◆ Document ◆
↓
Both are basically thin wrappers around java.nio. It really isn't bad and does everything you need...

pathikrit commented 9 years ago

Agree with @lihaoyi . Every fairly large project has their own "IOUtils" or "FileUtils" somewhere internally. That would be a good starting point to figure out the core "we-need this util" parts of the library. Or the I/O libraries of Python or Go or F# or node.js might be good to imitate to begin with too...

We can start with a goal of targeting the feature set covered by these 3 APIs:

Guava Files: http://docs.guava-libraries.googlecode.com/git/javadoc/com/google/common/io/Files.html
Apache IOUtils: https://commons.apache.org/proper/commons- io/apidocs/org/apache/commons/io/FileUtils.html
Jodd FileUtil: http://jodd.org/api/jodd/io/FileUtil.html

But, even before we think about starting on idiomatic AND simple I/O in Scala, we need to answer these:

1) API style: Do we go with a more "FileUtils" style approach. This is what was followed in java.nio e.g. instead of doing file.isDirectory(), you do Files.isDirectory(file). This is needlessly verbose IMO but I don't have a strong opinion here. Do we go with a more OO style (e.g. file1.moveTo(file2)) - that is the style followed in better-files or a DSL inspired by the command line like in ammonite-ops (e.g. mv(file1, file2)) or something else?
↑
◆ Set problem ◆
Summarize the forum thread above in two sentences.

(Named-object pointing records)
↓
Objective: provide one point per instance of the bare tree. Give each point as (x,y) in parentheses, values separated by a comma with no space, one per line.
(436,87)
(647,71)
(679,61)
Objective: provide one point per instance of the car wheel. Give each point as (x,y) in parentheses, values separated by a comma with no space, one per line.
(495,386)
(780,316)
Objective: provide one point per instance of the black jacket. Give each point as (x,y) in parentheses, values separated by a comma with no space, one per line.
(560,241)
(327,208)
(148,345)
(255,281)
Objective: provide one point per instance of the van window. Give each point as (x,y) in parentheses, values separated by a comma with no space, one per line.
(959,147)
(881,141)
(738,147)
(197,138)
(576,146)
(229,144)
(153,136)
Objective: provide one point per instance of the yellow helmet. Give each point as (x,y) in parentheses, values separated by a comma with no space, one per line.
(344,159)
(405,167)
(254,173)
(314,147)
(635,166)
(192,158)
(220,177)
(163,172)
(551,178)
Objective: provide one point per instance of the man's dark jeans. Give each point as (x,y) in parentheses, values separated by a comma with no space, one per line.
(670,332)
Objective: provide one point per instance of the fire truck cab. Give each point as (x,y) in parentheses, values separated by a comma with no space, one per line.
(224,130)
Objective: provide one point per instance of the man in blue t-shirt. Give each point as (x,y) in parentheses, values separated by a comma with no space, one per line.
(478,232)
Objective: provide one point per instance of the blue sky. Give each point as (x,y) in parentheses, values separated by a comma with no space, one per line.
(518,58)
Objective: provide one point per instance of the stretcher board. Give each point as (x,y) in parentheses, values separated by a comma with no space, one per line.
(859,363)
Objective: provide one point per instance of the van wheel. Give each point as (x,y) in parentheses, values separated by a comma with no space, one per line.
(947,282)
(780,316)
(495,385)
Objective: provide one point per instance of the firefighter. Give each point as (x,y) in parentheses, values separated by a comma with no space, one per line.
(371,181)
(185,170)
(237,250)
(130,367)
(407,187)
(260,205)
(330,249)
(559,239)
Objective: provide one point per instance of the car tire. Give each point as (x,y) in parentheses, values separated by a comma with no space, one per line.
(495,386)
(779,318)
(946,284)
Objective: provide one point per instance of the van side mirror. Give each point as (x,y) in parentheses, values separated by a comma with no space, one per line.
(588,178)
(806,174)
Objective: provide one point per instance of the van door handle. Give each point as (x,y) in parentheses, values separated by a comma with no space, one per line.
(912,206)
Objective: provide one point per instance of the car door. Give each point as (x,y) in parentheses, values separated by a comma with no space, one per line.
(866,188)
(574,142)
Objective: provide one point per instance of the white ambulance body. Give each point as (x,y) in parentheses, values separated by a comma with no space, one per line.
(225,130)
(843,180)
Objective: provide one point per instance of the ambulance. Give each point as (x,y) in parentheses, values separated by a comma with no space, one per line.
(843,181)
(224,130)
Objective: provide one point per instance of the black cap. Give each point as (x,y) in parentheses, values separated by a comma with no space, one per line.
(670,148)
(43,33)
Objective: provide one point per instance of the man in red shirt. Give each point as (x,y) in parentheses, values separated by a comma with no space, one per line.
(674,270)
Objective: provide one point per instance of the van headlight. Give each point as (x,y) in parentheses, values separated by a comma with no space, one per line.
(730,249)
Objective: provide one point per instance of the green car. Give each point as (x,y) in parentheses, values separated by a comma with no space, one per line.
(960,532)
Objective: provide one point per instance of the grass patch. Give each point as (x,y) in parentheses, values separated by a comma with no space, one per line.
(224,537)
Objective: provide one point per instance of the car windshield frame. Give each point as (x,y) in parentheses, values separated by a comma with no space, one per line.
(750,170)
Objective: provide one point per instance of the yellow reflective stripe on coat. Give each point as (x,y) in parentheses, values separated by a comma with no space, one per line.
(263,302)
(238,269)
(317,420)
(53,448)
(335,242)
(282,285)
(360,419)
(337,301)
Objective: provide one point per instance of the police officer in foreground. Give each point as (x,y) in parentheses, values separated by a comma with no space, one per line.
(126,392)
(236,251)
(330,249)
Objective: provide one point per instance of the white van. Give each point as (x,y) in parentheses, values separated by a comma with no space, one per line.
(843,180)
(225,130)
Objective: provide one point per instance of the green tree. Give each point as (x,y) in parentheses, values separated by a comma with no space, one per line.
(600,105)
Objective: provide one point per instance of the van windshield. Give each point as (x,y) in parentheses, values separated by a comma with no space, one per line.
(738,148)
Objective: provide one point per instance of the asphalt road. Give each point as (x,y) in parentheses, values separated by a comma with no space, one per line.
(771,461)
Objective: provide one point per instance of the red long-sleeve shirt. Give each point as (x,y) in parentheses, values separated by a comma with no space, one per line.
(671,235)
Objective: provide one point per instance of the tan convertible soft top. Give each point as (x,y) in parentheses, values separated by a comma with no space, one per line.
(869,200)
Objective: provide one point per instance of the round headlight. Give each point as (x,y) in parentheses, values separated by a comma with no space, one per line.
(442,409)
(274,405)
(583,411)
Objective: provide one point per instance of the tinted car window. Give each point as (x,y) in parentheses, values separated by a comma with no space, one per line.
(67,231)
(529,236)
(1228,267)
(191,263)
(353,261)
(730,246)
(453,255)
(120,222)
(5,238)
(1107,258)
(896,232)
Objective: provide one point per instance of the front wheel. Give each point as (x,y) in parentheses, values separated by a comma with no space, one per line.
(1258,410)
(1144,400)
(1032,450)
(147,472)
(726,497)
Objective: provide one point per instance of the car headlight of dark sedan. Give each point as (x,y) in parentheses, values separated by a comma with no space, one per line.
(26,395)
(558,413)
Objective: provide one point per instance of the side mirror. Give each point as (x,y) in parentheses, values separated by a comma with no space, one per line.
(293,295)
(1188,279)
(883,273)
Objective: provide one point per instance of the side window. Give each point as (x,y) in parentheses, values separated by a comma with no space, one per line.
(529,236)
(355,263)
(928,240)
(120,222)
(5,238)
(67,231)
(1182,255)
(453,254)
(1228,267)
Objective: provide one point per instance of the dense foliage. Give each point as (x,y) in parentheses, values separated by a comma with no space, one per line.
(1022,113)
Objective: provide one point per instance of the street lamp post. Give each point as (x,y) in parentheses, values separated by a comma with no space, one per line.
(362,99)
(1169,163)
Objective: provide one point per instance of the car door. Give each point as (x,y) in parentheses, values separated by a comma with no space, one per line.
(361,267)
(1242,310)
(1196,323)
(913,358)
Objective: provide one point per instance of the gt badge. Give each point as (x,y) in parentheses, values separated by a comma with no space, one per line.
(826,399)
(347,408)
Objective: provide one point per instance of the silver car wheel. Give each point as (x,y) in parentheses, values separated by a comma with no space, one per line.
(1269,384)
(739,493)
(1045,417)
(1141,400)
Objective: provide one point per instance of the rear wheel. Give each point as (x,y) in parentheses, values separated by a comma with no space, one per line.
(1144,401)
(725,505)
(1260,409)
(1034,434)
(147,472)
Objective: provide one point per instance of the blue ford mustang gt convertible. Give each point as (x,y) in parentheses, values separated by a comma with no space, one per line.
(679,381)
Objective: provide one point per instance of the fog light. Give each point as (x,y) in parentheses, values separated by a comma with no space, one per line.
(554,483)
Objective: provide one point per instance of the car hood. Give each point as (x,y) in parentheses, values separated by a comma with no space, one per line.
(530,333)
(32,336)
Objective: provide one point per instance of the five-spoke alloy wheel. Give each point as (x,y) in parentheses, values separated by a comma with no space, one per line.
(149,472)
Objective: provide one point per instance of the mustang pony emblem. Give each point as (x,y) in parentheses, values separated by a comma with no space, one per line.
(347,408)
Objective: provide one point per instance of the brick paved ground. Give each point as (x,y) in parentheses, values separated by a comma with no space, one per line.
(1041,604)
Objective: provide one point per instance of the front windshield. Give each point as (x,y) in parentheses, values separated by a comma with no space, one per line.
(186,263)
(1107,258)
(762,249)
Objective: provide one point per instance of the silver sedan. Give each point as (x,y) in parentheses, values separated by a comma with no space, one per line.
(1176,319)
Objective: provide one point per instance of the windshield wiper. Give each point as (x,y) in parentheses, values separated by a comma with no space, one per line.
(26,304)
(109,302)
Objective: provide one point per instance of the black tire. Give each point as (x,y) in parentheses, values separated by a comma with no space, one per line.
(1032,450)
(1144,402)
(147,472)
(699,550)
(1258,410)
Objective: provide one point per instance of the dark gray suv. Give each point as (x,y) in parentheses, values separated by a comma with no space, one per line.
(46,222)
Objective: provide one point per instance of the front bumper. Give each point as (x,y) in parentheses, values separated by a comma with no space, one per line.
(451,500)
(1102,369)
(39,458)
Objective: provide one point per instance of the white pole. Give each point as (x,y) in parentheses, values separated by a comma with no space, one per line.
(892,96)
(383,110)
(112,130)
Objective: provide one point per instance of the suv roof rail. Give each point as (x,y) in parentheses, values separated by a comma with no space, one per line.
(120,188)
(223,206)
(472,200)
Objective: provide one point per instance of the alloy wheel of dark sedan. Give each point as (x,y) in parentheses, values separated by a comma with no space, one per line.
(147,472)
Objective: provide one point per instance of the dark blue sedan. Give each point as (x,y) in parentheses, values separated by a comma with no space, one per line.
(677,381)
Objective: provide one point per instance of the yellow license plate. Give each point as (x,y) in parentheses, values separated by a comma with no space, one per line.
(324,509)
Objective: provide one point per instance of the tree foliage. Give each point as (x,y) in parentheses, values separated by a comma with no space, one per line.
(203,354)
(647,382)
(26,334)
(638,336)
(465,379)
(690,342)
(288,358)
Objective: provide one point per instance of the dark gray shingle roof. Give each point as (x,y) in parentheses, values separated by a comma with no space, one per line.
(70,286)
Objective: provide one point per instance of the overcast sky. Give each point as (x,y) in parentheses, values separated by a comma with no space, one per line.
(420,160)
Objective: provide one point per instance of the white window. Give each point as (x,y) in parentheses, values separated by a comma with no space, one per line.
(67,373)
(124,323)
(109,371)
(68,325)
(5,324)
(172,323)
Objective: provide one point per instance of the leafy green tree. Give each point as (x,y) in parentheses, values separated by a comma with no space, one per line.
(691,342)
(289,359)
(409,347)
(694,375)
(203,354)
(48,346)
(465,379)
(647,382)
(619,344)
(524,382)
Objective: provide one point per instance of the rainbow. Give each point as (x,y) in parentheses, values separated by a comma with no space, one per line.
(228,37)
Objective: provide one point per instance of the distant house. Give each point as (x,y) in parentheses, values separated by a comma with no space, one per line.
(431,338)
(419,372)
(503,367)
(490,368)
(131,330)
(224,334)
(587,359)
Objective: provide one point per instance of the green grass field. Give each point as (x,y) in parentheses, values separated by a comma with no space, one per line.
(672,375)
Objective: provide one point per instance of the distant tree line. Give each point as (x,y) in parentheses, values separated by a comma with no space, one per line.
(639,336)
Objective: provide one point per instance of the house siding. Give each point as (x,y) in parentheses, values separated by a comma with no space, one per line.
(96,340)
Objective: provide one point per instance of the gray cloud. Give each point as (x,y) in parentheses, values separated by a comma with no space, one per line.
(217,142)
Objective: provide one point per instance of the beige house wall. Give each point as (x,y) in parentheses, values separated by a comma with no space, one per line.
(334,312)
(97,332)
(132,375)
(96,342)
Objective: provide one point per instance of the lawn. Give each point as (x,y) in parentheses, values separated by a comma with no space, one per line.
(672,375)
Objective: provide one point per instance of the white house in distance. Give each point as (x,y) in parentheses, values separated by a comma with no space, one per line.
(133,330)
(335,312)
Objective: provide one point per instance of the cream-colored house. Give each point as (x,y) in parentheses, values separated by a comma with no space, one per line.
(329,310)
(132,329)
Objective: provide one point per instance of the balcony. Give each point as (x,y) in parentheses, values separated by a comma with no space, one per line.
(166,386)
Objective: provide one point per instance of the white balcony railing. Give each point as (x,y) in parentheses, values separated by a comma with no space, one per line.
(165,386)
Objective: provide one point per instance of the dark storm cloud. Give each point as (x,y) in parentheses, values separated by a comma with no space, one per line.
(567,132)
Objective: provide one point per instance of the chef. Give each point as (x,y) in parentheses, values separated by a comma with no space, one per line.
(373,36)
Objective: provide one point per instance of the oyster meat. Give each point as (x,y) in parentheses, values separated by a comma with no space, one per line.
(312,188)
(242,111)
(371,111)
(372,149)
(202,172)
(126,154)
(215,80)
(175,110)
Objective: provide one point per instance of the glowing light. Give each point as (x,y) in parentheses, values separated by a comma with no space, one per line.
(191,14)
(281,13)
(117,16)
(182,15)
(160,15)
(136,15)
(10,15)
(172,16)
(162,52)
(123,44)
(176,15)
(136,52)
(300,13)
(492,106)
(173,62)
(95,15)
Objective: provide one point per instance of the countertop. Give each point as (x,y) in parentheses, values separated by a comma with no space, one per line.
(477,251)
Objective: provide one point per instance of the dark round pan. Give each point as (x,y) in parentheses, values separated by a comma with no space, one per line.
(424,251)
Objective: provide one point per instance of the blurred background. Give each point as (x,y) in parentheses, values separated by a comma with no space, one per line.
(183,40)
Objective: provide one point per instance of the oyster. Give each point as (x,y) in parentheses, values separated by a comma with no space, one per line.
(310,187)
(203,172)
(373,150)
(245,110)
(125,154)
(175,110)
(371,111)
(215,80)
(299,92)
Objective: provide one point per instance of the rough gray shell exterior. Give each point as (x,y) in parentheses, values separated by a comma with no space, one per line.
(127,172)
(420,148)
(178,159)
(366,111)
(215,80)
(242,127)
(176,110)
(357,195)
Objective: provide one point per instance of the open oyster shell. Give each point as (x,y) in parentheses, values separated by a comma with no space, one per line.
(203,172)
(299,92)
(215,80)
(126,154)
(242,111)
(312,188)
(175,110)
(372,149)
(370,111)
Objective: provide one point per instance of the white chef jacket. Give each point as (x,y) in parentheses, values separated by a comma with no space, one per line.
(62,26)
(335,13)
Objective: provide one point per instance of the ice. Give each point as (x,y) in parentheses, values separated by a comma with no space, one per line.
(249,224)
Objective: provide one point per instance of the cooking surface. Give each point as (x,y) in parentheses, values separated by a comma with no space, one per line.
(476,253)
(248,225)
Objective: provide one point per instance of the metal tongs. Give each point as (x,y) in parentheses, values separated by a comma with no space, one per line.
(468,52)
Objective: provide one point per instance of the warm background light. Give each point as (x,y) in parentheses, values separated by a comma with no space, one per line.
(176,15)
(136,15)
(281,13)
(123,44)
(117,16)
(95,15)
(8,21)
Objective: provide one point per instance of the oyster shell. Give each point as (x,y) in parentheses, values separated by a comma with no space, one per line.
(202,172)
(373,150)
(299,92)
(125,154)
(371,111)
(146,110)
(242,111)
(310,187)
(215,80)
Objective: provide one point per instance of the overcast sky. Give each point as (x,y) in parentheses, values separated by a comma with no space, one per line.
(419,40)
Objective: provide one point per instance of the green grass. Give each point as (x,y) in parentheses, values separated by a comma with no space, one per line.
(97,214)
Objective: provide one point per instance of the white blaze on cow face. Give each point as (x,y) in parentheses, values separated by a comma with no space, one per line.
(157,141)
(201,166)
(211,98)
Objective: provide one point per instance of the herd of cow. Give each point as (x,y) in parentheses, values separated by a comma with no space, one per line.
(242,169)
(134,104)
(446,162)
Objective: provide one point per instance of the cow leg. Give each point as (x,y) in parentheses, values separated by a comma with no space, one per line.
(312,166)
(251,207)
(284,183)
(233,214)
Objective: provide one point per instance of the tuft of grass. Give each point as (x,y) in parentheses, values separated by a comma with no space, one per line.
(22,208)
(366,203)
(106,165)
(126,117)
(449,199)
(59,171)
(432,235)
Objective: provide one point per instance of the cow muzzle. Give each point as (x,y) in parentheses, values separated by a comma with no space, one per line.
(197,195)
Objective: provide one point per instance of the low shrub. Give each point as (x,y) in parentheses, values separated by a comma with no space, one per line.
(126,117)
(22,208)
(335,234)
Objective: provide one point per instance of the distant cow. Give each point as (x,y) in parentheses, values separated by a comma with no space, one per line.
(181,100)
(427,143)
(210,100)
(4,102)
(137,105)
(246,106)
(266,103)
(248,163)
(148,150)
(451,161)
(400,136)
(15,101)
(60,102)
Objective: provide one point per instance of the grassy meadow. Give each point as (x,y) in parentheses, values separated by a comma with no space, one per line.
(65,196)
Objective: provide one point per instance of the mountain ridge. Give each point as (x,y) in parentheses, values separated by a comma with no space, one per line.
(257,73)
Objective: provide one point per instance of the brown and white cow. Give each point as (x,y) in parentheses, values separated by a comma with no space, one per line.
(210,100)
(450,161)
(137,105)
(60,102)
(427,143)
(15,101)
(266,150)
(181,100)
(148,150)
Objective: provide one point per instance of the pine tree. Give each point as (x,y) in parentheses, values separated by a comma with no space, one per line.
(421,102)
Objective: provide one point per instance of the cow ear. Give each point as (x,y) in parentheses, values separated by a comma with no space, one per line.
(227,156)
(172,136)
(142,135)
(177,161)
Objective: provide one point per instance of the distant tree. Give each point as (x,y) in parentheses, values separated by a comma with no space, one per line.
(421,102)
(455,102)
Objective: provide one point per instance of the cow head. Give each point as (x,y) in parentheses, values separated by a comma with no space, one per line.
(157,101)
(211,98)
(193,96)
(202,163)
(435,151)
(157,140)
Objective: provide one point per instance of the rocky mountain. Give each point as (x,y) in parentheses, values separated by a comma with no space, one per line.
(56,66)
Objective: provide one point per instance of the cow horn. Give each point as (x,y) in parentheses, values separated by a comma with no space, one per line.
↑
◆ Written solution ◆
A commenter agrees that an idiomatic Scala I/O library could start from the utilities that large projects keep internally or from other languages' I/O libraries, and could initially target the feature set of Guava Files, Apache IOUtils and Jodd FileUtil. First, though, the API style must be settled: a static "FileUtils" approach as in java.nio, an object-oriented style as in better-files, or a command-line-inspired DSL as in ammonite-ops.